══ EXCERPT TO READ

On 03/05/2011, at 1:25 PM, Richard O'Keefe wrote:

> In one of his blog posts, Robert Harper claims that the natural numbers
> are not definable in Haskell.
> 
> SML   datatype nat = ZERO | SUCC of nat
> Haskell       data Nat = Zero | Succ Nat
> 
> differ in that the SML version has strict constructors, and so only
> finite instances of nat can be constructed, whereas Haskell has
> lazy constructors, so
>       inf = Succ inf
> is constructible, but that's not a natural number, and it isn't
> bottom either, so this is not a model of the natural numbers.
> 
> Fair enough, but what about
> 
>       data Nat = Zero | Succ !Nat
> 
> where the constructors *are* strict?  It's perfectly good Haskell 98
> as far as I can see.  Now "Nat" itself isn't _quite_ a model of the
> naturals because it includes bottom, but then an SML function
> returning nat can also fail, so arguably SML's nat could or should be
> thought of as including bottom too.
> 
> What am I missing?

════
══ DATA ROWS

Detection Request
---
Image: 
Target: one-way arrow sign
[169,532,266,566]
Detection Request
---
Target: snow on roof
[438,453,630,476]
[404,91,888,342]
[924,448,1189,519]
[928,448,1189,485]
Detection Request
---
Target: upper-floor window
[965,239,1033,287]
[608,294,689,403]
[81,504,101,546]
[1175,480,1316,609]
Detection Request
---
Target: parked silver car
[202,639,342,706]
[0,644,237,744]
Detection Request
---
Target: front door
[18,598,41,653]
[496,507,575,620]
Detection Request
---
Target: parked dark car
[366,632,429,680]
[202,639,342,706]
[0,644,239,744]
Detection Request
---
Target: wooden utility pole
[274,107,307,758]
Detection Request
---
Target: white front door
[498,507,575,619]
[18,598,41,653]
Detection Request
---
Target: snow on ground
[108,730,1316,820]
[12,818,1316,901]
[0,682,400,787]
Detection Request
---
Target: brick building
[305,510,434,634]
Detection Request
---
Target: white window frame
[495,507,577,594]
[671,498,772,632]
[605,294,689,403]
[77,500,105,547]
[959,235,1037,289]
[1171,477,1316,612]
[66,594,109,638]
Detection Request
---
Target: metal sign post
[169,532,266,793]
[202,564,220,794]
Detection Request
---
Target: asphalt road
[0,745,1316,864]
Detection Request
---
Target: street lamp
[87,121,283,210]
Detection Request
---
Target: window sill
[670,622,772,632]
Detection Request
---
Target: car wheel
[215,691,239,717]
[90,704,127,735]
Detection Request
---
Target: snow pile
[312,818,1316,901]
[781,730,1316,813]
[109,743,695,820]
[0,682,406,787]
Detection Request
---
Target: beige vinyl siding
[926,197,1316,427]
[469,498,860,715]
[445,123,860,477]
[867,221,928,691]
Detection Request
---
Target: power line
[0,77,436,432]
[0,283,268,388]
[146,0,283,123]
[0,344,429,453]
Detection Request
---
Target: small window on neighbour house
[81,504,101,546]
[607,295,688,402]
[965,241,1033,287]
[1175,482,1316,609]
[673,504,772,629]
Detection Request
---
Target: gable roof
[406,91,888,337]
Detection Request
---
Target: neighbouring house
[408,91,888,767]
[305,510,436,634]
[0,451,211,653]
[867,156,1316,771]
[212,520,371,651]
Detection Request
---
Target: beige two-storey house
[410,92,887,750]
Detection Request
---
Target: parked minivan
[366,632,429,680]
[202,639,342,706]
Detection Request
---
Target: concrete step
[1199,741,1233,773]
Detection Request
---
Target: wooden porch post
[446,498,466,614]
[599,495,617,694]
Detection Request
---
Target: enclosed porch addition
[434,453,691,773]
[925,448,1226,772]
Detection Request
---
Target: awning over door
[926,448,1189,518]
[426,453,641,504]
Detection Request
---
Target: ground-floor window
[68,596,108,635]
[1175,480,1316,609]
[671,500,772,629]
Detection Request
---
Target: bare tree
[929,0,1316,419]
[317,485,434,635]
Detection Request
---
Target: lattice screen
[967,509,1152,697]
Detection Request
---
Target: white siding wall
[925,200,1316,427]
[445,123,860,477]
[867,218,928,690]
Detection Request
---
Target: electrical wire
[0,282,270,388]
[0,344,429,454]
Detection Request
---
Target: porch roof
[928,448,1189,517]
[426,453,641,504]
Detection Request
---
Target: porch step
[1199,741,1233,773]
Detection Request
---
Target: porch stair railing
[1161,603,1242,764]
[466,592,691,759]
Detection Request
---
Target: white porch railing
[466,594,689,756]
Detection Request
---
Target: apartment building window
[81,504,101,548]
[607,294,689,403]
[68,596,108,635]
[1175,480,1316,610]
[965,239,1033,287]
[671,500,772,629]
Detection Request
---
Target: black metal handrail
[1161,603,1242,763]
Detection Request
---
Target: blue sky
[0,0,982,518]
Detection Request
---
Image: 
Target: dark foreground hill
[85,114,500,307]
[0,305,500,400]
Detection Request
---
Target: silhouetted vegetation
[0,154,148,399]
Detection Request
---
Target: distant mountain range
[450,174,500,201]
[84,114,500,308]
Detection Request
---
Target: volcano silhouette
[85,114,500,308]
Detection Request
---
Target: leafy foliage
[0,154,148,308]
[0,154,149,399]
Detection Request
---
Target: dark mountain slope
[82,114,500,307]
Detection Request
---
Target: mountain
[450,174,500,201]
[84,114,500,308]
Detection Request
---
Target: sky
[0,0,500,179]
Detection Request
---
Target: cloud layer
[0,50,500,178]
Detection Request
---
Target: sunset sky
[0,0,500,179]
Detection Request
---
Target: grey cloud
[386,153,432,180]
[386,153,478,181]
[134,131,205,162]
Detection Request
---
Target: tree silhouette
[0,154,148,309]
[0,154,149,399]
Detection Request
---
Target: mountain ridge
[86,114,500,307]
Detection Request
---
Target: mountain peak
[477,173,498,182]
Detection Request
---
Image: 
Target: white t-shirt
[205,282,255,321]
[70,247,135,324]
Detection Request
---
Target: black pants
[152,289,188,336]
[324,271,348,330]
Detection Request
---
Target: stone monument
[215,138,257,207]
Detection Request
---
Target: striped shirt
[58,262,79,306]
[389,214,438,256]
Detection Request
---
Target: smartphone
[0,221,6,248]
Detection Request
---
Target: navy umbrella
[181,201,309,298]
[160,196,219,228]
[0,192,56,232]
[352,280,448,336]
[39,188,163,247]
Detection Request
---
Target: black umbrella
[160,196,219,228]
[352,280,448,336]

════

→ **EXERCISE TASKS**:
• A. Duplicate the part of the message on natural numbers in Haskell that lies between "On 03/05/2011, at" and "definable in Haskell.", inclusive.
• B. In the message on natural numbers in Haskell, why does the declaration data Nat = Zero | Succ Nat fail to serve as a model of the natural numbers?

→ **SOLUTIONS**:
• A.
On 03/05/2011, at 1:25 PM, Richard O'Keefe wrote:

> In one of his blog posts, Robert Harper claims that the natural numbers
> are not definable in Haskell.

• B. Haskell's constructors are lazy, so the value inf = Succ inf can be constructed. That value is neither a natural number nor bottom, so the type does not model the natural numbers.